▶ _YOUR TASKS_:
• a. Answer these questions about the forum post on Moviebob's video:
(i) Which three subjects does Moviebob look at this week?
(ii) What share of southerners owned slaves, according to the post?
(iii) Which war does the post's last sentence compare with the Civil War?
• b. Pick up the forum post about Moviebob's video and the Civil War after its last sentence, and continue it in the same voice.

## start PAGE

MovieBob said:
Junk Drawer Rises
This week, Moviebob takes a look at Wreck-It Ralph, the Super Mario franchise, and Django Unchained.
Watch Video
Ugh... here I go again. Let me start off by saying that people have a right to make whatever movies they want and that the following is just a general response to historical inaccuracy, partially as a means of venting and partially in the vain hopes that I might actually encourage someone to think for themselves and reexamine what they've been told about American history.
Now with those preliminary remarks out of the way...
WARNING, INCOMING HISTORICAL RANT
What popular movies always fail to mention is the fact that only the wealthiest 10% of southerners owned slaves, and that the slavery-based plantation system was essentially a huge economic hegemony that prevented less wealthy landowners from becoming successful. Take a wild guess who were the officers and who were the (most likely drafted) enlisted men in the Civil War. Saying that most of the Southerners who fought and died for the Confederacy did it because they loved slavery and wanted to own slaves one day is pretty much the same as saying that all the Americans who fought in Vietnam did it because they loved capitalism and wanted to become CEOs one day.

## end PAGE
## start RECORDS SUPPLIED

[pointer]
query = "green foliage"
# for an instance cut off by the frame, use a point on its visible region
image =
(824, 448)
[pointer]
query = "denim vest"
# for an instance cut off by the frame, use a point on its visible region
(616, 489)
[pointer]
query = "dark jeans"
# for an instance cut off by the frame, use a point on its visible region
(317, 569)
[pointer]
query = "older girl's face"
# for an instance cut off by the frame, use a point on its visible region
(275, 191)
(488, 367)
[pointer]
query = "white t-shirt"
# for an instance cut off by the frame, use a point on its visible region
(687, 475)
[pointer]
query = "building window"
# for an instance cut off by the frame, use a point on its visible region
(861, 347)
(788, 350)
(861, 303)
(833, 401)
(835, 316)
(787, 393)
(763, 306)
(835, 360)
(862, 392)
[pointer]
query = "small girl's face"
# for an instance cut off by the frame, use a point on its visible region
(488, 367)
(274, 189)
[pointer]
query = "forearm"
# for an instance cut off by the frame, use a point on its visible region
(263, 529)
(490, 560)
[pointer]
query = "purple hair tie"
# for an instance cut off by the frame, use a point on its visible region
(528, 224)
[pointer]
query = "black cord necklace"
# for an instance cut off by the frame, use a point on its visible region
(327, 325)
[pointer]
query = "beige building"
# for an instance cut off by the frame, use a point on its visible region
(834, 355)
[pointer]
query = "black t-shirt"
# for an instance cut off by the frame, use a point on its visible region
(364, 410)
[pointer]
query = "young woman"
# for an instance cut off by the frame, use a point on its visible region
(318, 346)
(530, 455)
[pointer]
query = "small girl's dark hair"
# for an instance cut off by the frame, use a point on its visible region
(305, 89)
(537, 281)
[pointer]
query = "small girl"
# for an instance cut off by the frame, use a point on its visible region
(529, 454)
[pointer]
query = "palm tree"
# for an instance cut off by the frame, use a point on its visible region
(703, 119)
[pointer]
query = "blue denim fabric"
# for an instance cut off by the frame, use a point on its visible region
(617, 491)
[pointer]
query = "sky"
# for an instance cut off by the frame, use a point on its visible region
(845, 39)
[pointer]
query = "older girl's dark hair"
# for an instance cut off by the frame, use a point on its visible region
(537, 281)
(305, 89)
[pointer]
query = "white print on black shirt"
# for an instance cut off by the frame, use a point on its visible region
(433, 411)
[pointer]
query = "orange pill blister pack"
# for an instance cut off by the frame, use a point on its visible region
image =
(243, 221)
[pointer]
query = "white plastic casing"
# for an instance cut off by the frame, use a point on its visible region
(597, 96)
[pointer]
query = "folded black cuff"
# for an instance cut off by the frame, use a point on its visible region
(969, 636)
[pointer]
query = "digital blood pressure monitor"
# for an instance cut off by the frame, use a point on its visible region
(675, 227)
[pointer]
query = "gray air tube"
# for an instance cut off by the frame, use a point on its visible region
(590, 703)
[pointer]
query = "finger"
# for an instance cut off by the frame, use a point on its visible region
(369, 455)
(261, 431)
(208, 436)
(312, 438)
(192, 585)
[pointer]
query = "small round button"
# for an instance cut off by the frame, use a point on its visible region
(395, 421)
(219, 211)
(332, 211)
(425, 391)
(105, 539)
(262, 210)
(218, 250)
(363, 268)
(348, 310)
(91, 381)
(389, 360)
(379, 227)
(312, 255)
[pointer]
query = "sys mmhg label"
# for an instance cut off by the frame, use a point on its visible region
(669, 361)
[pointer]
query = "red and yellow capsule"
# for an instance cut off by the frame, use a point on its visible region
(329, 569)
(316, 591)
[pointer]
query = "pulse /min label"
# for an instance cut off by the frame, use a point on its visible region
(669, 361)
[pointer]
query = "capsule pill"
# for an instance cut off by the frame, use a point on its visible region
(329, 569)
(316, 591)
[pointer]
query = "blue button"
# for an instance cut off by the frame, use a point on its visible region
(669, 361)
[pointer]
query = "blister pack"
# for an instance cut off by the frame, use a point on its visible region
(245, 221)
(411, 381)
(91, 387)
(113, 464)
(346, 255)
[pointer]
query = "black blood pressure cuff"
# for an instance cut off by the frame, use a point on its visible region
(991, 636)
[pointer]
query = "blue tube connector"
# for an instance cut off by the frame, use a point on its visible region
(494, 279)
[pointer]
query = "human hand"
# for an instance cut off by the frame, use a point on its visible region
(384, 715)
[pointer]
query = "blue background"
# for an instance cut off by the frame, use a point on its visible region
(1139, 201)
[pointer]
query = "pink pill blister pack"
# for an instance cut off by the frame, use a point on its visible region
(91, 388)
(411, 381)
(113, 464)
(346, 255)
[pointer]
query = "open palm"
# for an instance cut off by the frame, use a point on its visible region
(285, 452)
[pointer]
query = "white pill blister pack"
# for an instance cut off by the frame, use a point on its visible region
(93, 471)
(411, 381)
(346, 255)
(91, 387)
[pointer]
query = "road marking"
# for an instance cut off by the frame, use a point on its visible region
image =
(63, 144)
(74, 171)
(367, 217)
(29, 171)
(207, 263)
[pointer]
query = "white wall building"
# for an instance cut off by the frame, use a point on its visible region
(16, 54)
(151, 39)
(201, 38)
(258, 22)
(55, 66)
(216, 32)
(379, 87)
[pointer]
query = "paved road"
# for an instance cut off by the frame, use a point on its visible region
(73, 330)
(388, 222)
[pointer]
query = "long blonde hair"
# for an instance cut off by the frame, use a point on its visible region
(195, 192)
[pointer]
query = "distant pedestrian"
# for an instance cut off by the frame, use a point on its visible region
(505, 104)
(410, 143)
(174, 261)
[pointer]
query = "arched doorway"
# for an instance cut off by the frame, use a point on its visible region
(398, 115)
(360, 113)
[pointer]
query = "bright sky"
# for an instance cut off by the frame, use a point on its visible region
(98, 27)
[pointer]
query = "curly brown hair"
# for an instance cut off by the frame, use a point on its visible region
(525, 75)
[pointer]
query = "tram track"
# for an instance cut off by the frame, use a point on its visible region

## end RECORDS SUPPLIED

▶ _REPLIES_:
• a.
(i) Wreck-It Ralph, the Super Mario franchise, and Django Unchained.
(ii) Only the wealthiest 10%.
(iii) The Vietnam War.

• b.
Add to this the fact that the South was economically devastated by the war and never recovered (Reconstruction, although a genuine good in its intention to integrate and acclimate the former slaves into Southern society, did little-to-nothing to repair the overall damage to the Southern infrastructure after the Civil War), and you can start to see why the constant berating of Southerners as evil uneducated hicks might be considered a bit unfair. It's pretty easy to make fun of someone for being uneducated after you've burnt down their schools.
The media loves to make fun of the South for being backward and rural because they seem to think this was some sort of conscious choice on the part of southerners. In fact it was mostly due to the deliberate economic sanctions placed upon the South by the federal government, in which the more highly populated Northern states controlled the House of Representatives. The Northern economy was predominantly industrial because its land wasn't productive for farming. The reason it had a higher population density was due to this fact: industrial jobs can support more people than farming. The South, on the other hand, had much better land for farming cash crops.
However, this is not the end of the story. One must realize that this was still in the very early stages of the industrial era, before cars and electronics. Before the Civil War the Northern economy was centered around the textile mills in New England, who refined cotton and sold it to Europe (and to a lesser degree iron founding). Of course, in order for your textile mills to make money you need cotton. Here's where the Northern political hegemony comes in. The North needed the cotton produced by the South. It doesn't take a genius to see how the South developing textile mills of its own would be extremely detrimental to the Northern economy, as the North was essentially acting as a middle man between the South and Europe.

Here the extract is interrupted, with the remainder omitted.